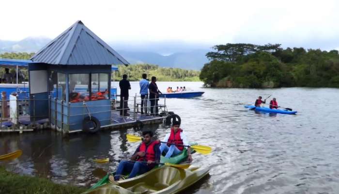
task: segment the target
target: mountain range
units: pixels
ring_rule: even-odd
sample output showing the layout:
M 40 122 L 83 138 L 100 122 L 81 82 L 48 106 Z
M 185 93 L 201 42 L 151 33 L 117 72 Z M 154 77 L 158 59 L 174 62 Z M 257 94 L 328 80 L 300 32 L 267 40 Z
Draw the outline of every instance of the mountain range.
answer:
M 35 52 L 51 40 L 28 37 L 19 41 L 0 40 L 0 53 L 6 52 Z M 162 67 L 200 70 L 208 60 L 205 55 L 210 51 L 206 45 L 182 41 L 131 43 L 108 42 L 131 64 L 150 64 Z

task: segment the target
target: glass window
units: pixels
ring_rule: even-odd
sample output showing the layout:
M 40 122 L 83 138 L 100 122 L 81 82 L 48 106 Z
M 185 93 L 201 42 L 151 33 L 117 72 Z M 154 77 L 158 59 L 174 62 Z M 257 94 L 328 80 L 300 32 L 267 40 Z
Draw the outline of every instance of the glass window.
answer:
M 64 74 L 58 73 L 58 89 L 57 97 L 59 100 L 66 100 L 66 76 Z
M 90 74 L 70 74 L 69 78 L 70 102 L 90 100 Z
M 108 73 L 92 74 L 92 100 L 108 99 Z
M 57 84 L 58 73 L 55 71 L 50 71 L 48 74 L 48 95 L 53 98 L 57 97 Z

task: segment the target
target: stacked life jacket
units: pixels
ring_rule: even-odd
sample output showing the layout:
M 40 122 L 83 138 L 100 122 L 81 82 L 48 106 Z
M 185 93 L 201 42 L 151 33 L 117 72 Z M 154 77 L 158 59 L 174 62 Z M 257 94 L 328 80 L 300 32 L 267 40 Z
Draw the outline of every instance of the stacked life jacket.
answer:
M 139 151 L 144 152 L 145 156 L 139 157 L 137 159 L 137 161 L 155 161 L 155 152 L 154 151 L 154 146 L 157 144 L 160 144 L 160 142 L 158 140 L 152 141 L 148 145 L 147 145 L 142 142 L 140 147 L 139 147 Z
M 271 100 L 270 102 L 270 109 L 277 109 L 278 103 L 276 101 Z
M 179 128 L 178 130 L 177 130 L 177 132 L 174 133 L 174 129 L 173 128 L 171 128 L 170 129 L 170 137 L 167 141 L 167 146 L 170 146 L 171 145 L 169 144 L 170 143 L 180 144 L 181 145 L 184 145 L 183 139 L 180 136 L 180 134 L 182 132 L 183 132 L 183 129 Z M 179 149 L 180 151 L 182 151 L 183 149 L 184 149 L 183 146 L 177 145 L 175 145 L 175 146 L 176 146 L 178 149 Z

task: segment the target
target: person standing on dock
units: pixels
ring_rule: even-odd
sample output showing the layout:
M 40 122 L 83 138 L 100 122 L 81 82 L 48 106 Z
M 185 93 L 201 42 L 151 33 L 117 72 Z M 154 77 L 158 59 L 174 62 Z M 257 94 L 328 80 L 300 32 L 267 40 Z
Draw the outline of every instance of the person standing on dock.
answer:
M 155 166 L 154 162 L 160 162 L 159 140 L 152 140 L 153 132 L 151 131 L 143 132 L 142 136 L 142 143 L 131 157 L 132 161 L 122 161 L 117 168 L 115 176 L 108 177 L 111 182 L 119 180 L 121 176 L 124 174 L 129 174 L 128 178 L 130 178 L 138 174 L 145 173 Z
M 156 85 L 156 78 L 153 76 L 151 80 L 151 82 L 148 86 L 150 89 L 150 101 L 151 101 L 151 114 L 157 115 L 159 110 L 158 110 L 158 101 L 159 100 L 159 93 L 162 94 L 158 89 Z M 155 113 L 154 109 L 155 109 Z
M 148 86 L 150 83 L 147 78 L 147 75 L 146 73 L 143 73 L 142 74 L 142 80 L 139 82 L 139 84 L 140 85 L 140 95 L 141 96 L 141 114 L 144 113 L 144 107 L 145 108 L 145 113 L 147 113 Z
M 123 75 L 123 79 L 119 81 L 119 86 L 120 87 L 120 115 L 129 116 L 127 111 L 128 108 L 128 90 L 131 89 L 131 84 L 127 80 L 127 75 Z
M 188 141 L 185 133 L 183 129 L 180 128 L 179 122 L 173 121 L 172 128 L 170 129 L 170 133 L 166 134 L 165 138 L 162 140 L 163 142 L 167 142 L 167 144 L 162 143 L 160 146 L 160 154 L 165 151 L 166 155 L 166 158 L 170 158 L 171 156 L 176 156 L 181 153 L 184 149 L 184 146 L 180 145 L 189 146 Z M 175 144 L 176 145 L 170 144 Z M 187 154 L 188 157 L 187 160 L 190 163 L 193 160 L 191 155 L 191 148 L 188 147 L 187 149 Z

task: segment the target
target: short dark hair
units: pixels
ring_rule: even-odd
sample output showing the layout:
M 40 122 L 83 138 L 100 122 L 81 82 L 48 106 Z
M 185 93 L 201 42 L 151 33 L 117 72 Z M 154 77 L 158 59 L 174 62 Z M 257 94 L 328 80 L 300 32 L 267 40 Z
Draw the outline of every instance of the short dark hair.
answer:
M 149 134 L 151 137 L 153 137 L 153 132 L 150 130 L 146 130 L 145 131 L 142 131 L 142 136 L 144 136 L 147 134 Z

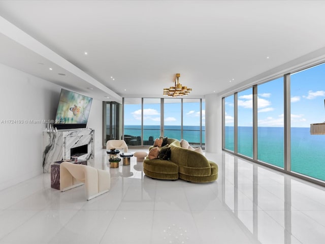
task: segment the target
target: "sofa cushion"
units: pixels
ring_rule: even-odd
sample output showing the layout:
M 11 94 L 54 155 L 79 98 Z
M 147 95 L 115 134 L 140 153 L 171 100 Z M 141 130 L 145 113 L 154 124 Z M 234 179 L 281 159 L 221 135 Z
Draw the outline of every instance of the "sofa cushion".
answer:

### PROBLEM REQUIREMENTS
Reproduce the whole listing with "ring_rule" replaced by "fill_rule" everywhere it appears, changing nothing else. Leave the pictures out.

### EXERCISE RESPONSE
task: segment the target
target: mountain range
units: pixels
fill_rule: even-odd
sample output showing the layout:
M 40 122 L 83 138 L 100 122 L 81 82 L 48 106 Z
M 185 93 L 201 42 L 151 33 L 117 72 Z M 154 77 L 158 59 L 174 62 Z M 257 94 L 328 80 L 300 32 L 267 40 Z
Draw the outline of every instance of the mountain range.
answer:
M 35 52 L 51 40 L 28 37 L 19 41 L 0 40 L 0 53 L 6 52 Z M 162 67 L 200 70 L 208 60 L 205 55 L 210 51 L 206 45 L 182 41 L 131 43 L 108 42 L 131 64 L 150 64 Z

task: segment the target
target: glass window
units: pixels
fill_rule: even-odd
sample output showing the layout:
M 40 122 L 83 138 L 100 122 L 81 82 L 48 106 Z
M 185 93 L 201 42 L 151 33 L 117 72 Z M 154 77 L 158 59 L 174 62 Z M 257 94 L 328 80 L 300 32 L 267 40 Z
Draw the outline of every instance of the glass window.
answer:
M 64 74 L 58 73 L 58 89 L 57 97 L 59 100 L 66 100 L 66 76 Z
M 90 74 L 70 74 L 69 78 L 70 102 L 90 100 Z
M 108 73 L 92 74 L 92 100 L 108 99 Z
M 57 84 L 58 73 L 55 71 L 50 71 L 48 74 L 48 95 L 53 98 L 57 97 Z

task: segment the target
target: stacked life jacket
units: pixels
fill_rule: even-odd
sample output showing the layout:
M 40 122 L 83 138 L 100 122 L 81 82 L 48 106 Z
M 185 93 L 201 42 L 151 33 L 117 72 Z M 154 77 L 158 59 L 174 62 Z M 257 94 L 328 80 L 300 32 L 267 40 Z
Draw the outline of every instance of the stacked life jacket.
answer:
M 139 151 L 144 152 L 145 156 L 139 157 L 137 159 L 137 161 L 155 161 L 155 152 L 154 151 L 154 146 L 157 144 L 160 144 L 160 142 L 158 140 L 152 141 L 148 145 L 147 145 L 142 142 L 140 147 L 139 147 Z
M 271 100 L 270 102 L 270 109 L 277 109 L 278 103 L 276 101 Z
M 179 128 L 178 130 L 177 130 L 177 132 L 174 133 L 174 129 L 173 128 L 171 128 L 170 129 L 170 137 L 167 141 L 167 146 L 170 146 L 171 145 L 169 144 L 170 143 L 180 144 L 181 145 L 184 145 L 183 139 L 180 136 L 180 134 L 182 132 L 183 132 L 183 129 Z M 179 149 L 180 151 L 182 151 L 183 149 L 184 149 L 183 146 L 177 145 L 175 145 L 175 146 L 176 146 L 178 149 Z

task: segment the target
target: person standing on dock
units: pixels
fill_rule: even-odd
sample output showing the layout:
M 40 122 L 83 138 L 100 122 L 81 82 L 48 106 Z
M 185 93 L 201 42 L 151 33 L 117 72 Z M 154 77 L 158 59 L 174 62 Z M 257 94 L 328 80 L 300 32 L 267 40 Z
Draw the outline of every instance of the person standing on dock.
answer:
M 155 166 L 154 162 L 160 162 L 159 140 L 152 140 L 153 132 L 151 131 L 143 132 L 142 136 L 142 143 L 131 157 L 132 161 L 122 161 L 117 168 L 115 176 L 108 177 L 111 182 L 119 180 L 121 176 L 124 174 L 129 174 L 128 178 L 130 178 L 138 174 L 145 173 Z
M 156 85 L 156 78 L 153 76 L 151 80 L 151 82 L 148 86 L 150 89 L 150 101 L 151 101 L 151 114 L 157 115 L 159 110 L 158 110 L 158 101 L 159 100 L 159 93 L 162 94 L 158 89 Z M 155 113 L 154 109 L 155 109 Z
M 148 86 L 150 83 L 147 78 L 147 75 L 146 73 L 143 73 L 142 74 L 142 80 L 139 82 L 139 84 L 140 85 L 140 95 L 141 96 L 141 114 L 144 113 L 144 107 L 145 108 L 145 113 L 147 113 Z
M 123 75 L 123 79 L 119 81 L 119 86 L 120 87 L 120 115 L 129 116 L 127 111 L 128 108 L 128 90 L 131 89 L 131 84 L 127 80 L 127 75 Z
M 188 141 L 185 133 L 183 129 L 180 128 L 179 122 L 173 121 L 172 128 L 170 129 L 170 133 L 166 134 L 165 138 L 162 140 L 163 142 L 167 142 L 167 144 L 162 143 L 160 146 L 160 154 L 165 151 L 166 155 L 166 158 L 170 158 L 171 156 L 176 156 L 181 153 L 184 149 L 184 146 L 180 145 L 189 146 Z M 175 144 L 176 145 L 170 144 Z M 187 154 L 188 157 L 187 160 L 190 163 L 193 160 L 191 155 L 191 148 L 188 147 L 187 149 Z

task: segment the target
target: short dark hair
units: pixels
fill_rule: even-odd
sample output showing the layout:
M 40 122 L 83 138 L 100 122 L 81 82 L 48 106 Z
M 185 93 L 201 42 L 151 33 L 117 72 Z M 154 77 L 158 59 L 174 62 Z M 257 94 L 328 80 L 300 32 L 267 40 Z
Draw the outline of every instance of the short dark hair.
answer:
M 149 134 L 151 137 L 153 137 L 153 132 L 150 130 L 146 130 L 145 131 L 142 131 L 142 136 L 144 136 L 147 134 Z

task: segment the target
target: "sofa cushion"
units: pixels
fill_rule: even-odd
sample output showing the layout:
M 11 94 L 54 155 L 79 98 Z
M 147 95 L 115 134 L 140 153 L 171 100 Z M 141 130 L 145 113 L 154 124 Z M 234 179 L 281 159 L 221 135 Z
Draw the outline of every instance of the "sofa cushion".
answer:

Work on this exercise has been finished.